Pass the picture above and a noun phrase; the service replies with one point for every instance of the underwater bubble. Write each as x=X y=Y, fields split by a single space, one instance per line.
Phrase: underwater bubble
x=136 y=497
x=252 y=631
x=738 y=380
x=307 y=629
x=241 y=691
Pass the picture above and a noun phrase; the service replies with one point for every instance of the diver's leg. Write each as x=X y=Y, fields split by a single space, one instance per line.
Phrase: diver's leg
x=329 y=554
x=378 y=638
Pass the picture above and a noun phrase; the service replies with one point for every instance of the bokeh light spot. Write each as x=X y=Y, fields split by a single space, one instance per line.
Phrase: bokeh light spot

○ ○ ○ ○ ○

Assignment: The answer must be every record above, repeated exactly as written.

The completed task:
Pass the picture above and a noun phrase; the service replies with one point for every instance of the underwater bubble. Write each as x=X y=Y, fields split by a single space, one instance per line.
Phrase: underwater bubble
x=136 y=497
x=252 y=631
x=738 y=380
x=307 y=629
x=241 y=691
Pass the picture above and a noun phrase; the service replies with one point for every instance of the diver's leg. Write each as x=X y=Y, fields split by a single space, one instance per line.
Phrase: diver's leg
x=329 y=554
x=378 y=638
Pass the picture above and a noun phrase; the service replies with one point for every instance of the bokeh light spot. Write each as x=X y=Y, fields split by a single space, one instance per line.
Phrase: bokeh light spot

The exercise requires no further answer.